Work to do:
Repeat each record below exactly as given.

Supplied material:
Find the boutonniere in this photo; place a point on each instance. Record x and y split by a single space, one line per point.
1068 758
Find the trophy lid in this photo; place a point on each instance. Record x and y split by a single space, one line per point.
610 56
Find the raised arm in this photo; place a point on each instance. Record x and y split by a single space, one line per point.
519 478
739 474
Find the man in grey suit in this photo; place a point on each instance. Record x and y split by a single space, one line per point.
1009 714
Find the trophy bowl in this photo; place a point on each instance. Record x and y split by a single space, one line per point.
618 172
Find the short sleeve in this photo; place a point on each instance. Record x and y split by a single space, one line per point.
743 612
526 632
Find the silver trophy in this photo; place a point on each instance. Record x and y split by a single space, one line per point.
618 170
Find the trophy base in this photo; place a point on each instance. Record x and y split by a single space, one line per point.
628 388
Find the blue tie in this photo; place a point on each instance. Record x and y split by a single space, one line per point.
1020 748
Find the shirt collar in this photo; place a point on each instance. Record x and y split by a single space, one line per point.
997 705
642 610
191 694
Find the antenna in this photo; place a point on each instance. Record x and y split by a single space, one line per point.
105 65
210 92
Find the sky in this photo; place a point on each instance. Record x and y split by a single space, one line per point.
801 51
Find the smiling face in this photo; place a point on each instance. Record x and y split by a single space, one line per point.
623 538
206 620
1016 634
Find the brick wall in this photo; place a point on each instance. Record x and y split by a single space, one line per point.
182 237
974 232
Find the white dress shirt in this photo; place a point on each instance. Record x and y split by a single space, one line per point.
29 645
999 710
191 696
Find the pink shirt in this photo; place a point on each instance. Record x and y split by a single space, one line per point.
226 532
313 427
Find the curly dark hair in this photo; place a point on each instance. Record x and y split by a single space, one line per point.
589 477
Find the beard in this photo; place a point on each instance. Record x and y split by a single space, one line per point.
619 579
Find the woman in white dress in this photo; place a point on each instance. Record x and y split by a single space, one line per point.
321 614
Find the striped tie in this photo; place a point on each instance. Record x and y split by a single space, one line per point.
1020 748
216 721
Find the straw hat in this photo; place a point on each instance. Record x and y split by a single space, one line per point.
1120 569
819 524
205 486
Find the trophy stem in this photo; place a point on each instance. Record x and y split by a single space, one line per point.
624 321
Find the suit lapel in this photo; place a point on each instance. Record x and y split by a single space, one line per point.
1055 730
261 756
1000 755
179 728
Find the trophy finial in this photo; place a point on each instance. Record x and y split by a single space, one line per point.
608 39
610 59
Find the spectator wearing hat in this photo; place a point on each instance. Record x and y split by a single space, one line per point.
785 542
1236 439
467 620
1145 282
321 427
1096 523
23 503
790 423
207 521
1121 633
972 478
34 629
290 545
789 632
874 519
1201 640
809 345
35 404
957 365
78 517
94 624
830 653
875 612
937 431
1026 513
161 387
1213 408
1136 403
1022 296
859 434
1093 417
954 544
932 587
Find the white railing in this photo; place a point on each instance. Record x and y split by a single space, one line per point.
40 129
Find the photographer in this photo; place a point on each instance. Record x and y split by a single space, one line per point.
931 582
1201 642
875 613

Expected answer:
Find the boutonniere in this photo; place a point on each instance. Record x and y split by a single space, one line per point.
1068 758
Find the trophy lid in this photo; place a point on each instance. Record x and y split by a single space, one line per point.
610 56
Find the raised arm in this photo; place a point on each instance. Record x and y split by a single space, one line per point.
519 478
739 474
Find the man in grey suit in this photo; place a point on each instance. Record x and y split by a single space, one line per point.
1009 714
Find the trophy bowl in this photo; place a point on each instance. Record x and y split by a single space, one line per point.
618 172
Find the short sleeve in this photo; place a point on each instance. Record x and y split by a single space, one line per point.
743 612
526 632
Find the silver trophy in this photo; place a point on each instance. Record x and y split by a single space, one line per point.
618 170
Find the trophy base in this photo; place a point on each instance. Record x and y split by a single space, one line per point.
628 388
Find the blue tie in this photo; place a point on each instance. Record x and y split by a single space, one line per point.
1020 748
Find the shirt collar in this photo; place a point on each instance. Record x and y split by a single space, one line per point.
997 705
642 610
191 694
Find the antenna in this photo; place a point on each instance. Record x and y split by a single space, one line per point.
105 65
210 92
Find the sky in this photo; place a point on each instance. Record x and y split by a single space, one line per point.
801 51
Find the smiling face in this photo; place a point on each instance. Record x and y split by a single space, one line per point.
623 538
206 620
1016 634
Find the brick wall in this photo; place a point on each instance. Record x and y split by a single space, one line per point.
182 237
974 232
Find the white dress shirt in this photo; place a point on each instance. Record x and y split by a single space, one line per point.
29 645
999 710
191 696
Find the pink shirt in this photo; place a point on each instance. Record x and y split by a single space, one line per point.
226 532
313 427
Find the curly dark hair in this photo; place a point on each instance. Record x and y split by a single space, one line per point.
589 477
Find the beard in this photo; place a point on each instance. Record x and y split by a single space, one line per point.
619 579
Find the woman in white dress in this photo; place a point on each instance. Record x and y split by a single space, one line per point.
321 614
Find the striped tie in this photo; place a point on each instance. Record x and y split by a single space, one line per point.
1020 748
216 721
Find the straw hat in this photo; place a point on each instance. Record x and y split by a single space, one line per point.
1120 569
819 524
205 486
Find the trophy stem in this photo; place a point on each instance. Record x and y split by a single space, one line per point.
624 321
Find the suit lapel in this photo; place a point on each instance. Record x and y split by a single space, one line per point.
1055 730
261 756
1000 755
179 728
Find the trophy finial in this photo; place a point on each instance. Record x and y split by a single space, one line per point.
608 39
610 59
Find the spectator wearing hat in this photo; place a point on each instance. Record x and y split by a single space, one line per point.
785 542
1236 439
467 620
1145 282
321 427
1096 523
23 503
790 423
207 521
1121 633
972 478
34 629
290 545
789 632
874 519
1201 640
809 345
35 404
957 365
78 517
94 624
830 653
875 612
937 431
1026 513
161 387
1213 408
1136 403
1022 296
859 434
1093 417
954 544
932 587
Find the white railing in this photo; place a point on each instance. Record x and y split by a single space, one line per point.
40 129
Find the photographer in this photo; place a point on each instance. Record x and y split by a single space, one line per point.
931 582
1201 642
875 613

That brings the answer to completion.